- [Aim of the task]
Please edit the lines from the first one up to and including the line with "[245,155,306,169]", replacing "photo above" with "image above" and leaving everything else unchanged. Leave the pictures out of your answer.
====
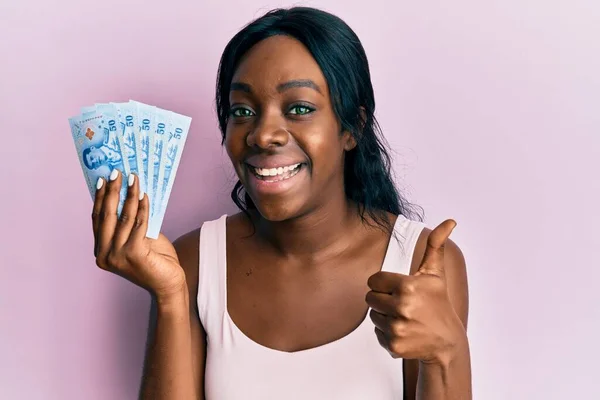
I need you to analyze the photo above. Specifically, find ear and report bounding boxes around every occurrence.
[343,131,356,151]
[344,106,367,151]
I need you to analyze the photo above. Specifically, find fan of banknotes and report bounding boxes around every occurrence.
[69,100,192,239]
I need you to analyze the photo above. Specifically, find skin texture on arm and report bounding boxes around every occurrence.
[403,228,472,400]
[140,230,206,400]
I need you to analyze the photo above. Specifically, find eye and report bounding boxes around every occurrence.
[290,104,315,115]
[229,107,254,118]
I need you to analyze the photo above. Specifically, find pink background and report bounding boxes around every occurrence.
[0,0,600,400]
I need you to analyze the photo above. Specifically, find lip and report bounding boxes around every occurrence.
[246,163,306,195]
[245,155,306,169]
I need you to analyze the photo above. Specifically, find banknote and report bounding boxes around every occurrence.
[69,100,191,239]
[69,107,127,214]
[148,112,192,235]
[129,100,156,200]
[111,103,146,191]
[148,108,171,218]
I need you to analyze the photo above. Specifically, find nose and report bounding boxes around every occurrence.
[246,113,289,149]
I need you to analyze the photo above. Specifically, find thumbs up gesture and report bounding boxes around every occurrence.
[366,219,466,363]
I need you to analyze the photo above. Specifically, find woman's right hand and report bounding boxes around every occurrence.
[92,170,187,299]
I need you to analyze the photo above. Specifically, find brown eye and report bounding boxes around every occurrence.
[290,105,314,115]
[230,107,254,118]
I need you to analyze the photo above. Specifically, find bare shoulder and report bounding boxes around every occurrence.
[173,228,200,299]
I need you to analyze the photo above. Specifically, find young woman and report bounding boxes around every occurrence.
[93,8,471,400]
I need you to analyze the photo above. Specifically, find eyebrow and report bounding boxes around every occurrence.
[230,79,323,95]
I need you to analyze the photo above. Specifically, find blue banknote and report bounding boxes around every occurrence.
[69,107,127,214]
[148,108,171,218]
[69,100,191,239]
[129,100,156,200]
[111,103,146,191]
[148,112,192,235]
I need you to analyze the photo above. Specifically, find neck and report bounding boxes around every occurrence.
[256,198,361,261]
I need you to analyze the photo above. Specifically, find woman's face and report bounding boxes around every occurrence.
[225,36,354,221]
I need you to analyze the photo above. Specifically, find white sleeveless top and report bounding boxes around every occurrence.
[197,215,425,400]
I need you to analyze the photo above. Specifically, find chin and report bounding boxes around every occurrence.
[252,199,303,222]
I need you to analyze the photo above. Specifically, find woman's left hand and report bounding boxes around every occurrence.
[366,220,467,363]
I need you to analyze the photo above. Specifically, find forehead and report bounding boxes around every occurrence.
[232,35,327,93]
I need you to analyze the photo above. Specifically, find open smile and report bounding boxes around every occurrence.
[246,163,306,194]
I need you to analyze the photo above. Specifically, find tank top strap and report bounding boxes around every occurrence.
[197,214,227,334]
[381,215,426,275]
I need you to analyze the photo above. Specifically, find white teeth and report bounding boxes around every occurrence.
[254,163,300,176]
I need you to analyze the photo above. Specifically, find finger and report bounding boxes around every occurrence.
[369,310,391,335]
[129,192,150,242]
[417,219,456,277]
[98,169,122,258]
[367,271,406,294]
[92,177,106,257]
[113,174,140,249]
[375,327,389,351]
[365,290,398,317]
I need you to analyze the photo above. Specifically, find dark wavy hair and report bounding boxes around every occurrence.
[216,7,423,231]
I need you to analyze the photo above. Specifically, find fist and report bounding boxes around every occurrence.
[366,220,466,362]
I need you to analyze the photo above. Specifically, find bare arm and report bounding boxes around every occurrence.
[404,229,472,400]
[140,230,206,400]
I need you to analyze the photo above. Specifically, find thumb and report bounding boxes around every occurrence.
[417,219,456,277]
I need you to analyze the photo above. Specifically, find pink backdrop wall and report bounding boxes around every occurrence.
[0,0,600,400]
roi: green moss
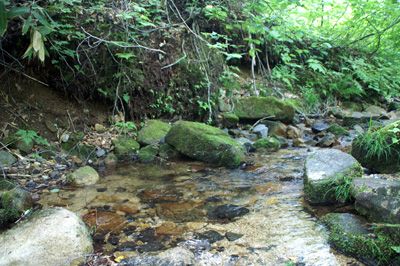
[254,137,281,151]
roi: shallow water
[39,149,362,265]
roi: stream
[39,148,363,265]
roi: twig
[0,62,49,87]
[249,115,275,131]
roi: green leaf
[7,7,31,19]
[0,1,7,36]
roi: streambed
[39,148,363,265]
====
- [Result for this exercise]
I need you to analyze the image above. Specifically, find ear and report bounding boxes around every occurrence.
[343,131,356,151]
[344,106,367,151]
I need you to analyze the image above. Specifically, find fan of banknotes and report bounding boxes around every occurrence.
[69,100,192,239]
I need you to analyze the image above. Specifically, find skin texture on arm and report bounding boxes around every occurrence.
[403,228,472,400]
[140,230,206,400]
I need you to analyze the image above. Specifically, find eye and report bounding boxes around every occurrence.
[290,104,315,115]
[229,107,254,118]
I need you to analyze the image above. Specifically, find pink background and report bounding boxes around every occurrence.
[0,0,600,400]
I need you to analyze the image above. Specifically, find lip and report bounding boxes around every occurrence.
[246,163,306,195]
[245,155,306,169]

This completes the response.